WHAT THE EXERCISE ASKS: The stretch from the line with "Query: clear blue sky" through the line with "Query: woman in headscarf" in the records below: write it out exactly, and nothing else.

AVAILABLE RECORDS:
-- -- --

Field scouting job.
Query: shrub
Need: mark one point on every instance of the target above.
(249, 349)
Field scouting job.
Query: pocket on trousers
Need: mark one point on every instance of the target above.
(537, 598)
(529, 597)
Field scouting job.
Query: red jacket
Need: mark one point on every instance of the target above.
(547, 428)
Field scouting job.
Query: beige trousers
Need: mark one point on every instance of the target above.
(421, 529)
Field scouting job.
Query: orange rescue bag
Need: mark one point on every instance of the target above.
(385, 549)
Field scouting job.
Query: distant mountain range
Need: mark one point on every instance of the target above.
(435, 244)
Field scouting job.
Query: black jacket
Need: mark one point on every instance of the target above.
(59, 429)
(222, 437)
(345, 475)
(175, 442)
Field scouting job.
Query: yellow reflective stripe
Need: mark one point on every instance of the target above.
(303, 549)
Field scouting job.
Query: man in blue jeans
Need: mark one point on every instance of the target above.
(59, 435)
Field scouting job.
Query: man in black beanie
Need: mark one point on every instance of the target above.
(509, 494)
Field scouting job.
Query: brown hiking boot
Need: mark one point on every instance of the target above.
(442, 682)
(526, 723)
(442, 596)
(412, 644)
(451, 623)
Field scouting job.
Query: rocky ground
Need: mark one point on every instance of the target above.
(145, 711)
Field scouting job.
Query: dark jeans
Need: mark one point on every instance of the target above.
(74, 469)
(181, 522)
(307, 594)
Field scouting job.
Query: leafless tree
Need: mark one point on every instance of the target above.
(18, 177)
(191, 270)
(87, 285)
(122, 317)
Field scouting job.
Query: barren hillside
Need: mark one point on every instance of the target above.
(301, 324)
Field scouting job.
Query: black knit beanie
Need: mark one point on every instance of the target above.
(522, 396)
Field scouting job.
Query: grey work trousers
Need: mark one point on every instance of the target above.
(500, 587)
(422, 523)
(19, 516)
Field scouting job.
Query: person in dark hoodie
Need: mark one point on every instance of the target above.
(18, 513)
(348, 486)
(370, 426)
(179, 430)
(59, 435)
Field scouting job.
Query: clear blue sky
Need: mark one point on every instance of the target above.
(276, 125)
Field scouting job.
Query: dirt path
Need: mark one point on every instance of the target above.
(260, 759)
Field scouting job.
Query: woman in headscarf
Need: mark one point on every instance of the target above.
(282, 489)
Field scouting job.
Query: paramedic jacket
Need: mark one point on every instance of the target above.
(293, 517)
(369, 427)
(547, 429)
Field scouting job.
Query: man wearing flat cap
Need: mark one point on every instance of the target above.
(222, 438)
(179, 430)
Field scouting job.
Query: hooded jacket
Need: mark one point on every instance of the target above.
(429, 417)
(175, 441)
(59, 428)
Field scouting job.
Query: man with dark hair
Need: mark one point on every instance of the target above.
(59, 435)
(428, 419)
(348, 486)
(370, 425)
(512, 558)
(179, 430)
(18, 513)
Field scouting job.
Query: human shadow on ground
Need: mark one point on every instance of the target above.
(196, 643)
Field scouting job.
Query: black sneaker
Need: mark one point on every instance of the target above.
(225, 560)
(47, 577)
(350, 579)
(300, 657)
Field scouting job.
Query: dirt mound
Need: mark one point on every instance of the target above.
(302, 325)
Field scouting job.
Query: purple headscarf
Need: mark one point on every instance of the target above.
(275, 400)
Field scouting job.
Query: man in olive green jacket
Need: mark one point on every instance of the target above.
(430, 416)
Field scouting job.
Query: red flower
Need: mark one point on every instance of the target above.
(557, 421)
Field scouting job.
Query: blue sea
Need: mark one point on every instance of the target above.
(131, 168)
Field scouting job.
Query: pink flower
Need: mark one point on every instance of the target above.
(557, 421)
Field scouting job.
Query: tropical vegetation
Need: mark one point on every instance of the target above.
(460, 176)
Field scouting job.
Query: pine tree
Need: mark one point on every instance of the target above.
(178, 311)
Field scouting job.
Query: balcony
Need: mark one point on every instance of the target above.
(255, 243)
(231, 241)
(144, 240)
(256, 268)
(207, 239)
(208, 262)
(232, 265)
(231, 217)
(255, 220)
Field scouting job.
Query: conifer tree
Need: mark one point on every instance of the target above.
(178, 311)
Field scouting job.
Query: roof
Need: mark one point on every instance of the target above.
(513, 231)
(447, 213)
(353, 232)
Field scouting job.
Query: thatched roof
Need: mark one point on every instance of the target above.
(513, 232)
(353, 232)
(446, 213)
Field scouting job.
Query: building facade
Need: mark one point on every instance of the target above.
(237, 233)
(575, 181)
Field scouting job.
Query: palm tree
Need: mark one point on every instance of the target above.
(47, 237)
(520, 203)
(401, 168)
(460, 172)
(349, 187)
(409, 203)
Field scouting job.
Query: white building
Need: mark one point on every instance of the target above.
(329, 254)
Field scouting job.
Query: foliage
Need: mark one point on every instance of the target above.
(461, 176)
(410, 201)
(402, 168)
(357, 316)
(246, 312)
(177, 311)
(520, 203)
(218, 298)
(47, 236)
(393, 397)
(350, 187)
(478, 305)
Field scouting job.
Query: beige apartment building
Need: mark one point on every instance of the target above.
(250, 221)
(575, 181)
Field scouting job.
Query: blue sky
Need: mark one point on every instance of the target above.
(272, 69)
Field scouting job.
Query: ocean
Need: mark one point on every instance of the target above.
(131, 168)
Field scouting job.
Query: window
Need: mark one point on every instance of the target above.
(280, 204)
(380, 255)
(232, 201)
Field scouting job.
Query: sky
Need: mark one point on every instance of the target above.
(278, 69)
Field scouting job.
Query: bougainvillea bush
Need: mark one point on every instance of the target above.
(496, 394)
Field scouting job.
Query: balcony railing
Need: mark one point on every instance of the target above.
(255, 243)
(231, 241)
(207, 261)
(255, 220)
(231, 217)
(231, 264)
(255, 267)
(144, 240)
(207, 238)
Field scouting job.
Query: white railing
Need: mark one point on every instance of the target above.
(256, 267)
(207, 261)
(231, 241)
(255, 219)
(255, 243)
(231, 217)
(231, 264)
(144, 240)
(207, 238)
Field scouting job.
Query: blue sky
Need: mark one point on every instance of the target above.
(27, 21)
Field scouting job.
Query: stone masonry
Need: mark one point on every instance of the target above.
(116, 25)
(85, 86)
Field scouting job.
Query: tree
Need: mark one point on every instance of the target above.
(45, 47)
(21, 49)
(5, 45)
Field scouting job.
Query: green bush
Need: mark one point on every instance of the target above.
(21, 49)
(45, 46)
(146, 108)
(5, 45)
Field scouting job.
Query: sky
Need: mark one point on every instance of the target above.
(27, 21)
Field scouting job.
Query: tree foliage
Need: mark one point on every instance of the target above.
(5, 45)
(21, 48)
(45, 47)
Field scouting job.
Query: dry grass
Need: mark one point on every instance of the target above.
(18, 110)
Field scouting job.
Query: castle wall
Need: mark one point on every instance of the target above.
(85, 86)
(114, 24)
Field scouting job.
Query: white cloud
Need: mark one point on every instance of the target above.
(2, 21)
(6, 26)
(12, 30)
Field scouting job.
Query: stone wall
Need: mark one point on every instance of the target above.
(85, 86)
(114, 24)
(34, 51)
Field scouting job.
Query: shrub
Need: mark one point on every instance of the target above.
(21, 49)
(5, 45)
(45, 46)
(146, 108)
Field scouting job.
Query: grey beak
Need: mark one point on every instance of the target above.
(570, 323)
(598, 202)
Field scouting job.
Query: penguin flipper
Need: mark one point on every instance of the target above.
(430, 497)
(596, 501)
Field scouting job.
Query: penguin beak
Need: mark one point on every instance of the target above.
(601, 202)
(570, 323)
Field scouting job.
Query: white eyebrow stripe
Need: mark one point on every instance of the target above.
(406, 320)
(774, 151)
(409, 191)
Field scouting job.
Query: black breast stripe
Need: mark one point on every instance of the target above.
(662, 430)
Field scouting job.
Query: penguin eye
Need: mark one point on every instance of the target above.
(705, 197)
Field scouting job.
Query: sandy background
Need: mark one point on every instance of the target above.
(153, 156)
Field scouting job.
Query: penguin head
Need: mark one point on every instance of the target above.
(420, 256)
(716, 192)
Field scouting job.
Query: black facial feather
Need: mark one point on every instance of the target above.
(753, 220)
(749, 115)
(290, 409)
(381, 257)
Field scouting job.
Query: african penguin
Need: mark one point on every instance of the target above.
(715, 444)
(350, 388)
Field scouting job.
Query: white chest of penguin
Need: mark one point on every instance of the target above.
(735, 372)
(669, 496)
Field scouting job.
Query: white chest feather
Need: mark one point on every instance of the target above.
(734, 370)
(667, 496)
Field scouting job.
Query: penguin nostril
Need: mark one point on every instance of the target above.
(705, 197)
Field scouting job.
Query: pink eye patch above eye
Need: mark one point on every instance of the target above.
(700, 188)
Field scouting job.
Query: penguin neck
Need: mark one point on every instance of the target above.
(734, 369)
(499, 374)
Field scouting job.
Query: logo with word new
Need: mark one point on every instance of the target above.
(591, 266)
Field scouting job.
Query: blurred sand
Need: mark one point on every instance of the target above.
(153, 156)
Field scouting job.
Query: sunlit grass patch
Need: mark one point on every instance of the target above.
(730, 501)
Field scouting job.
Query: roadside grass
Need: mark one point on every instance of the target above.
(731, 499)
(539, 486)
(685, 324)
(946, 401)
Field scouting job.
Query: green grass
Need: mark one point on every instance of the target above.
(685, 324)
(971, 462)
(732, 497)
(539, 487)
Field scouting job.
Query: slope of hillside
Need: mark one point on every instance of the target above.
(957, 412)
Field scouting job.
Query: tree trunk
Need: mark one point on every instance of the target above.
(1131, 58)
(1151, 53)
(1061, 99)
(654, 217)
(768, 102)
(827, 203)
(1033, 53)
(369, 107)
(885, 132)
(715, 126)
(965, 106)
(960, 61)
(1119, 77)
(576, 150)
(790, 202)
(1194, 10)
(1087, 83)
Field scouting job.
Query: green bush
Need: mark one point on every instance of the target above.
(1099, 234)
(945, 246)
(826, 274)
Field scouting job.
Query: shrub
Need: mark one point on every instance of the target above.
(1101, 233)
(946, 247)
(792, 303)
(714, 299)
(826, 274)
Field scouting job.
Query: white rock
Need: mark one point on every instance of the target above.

-- -- --

TASK SOLUTION:
Query: clear blue sky
Need: mark one point on every instance of the target above.
(276, 125)
Field scouting job.
Query: dirt path
Need: mark one point on every instance of the target above.
(260, 759)
Field scouting job.
Query: woman in headscarf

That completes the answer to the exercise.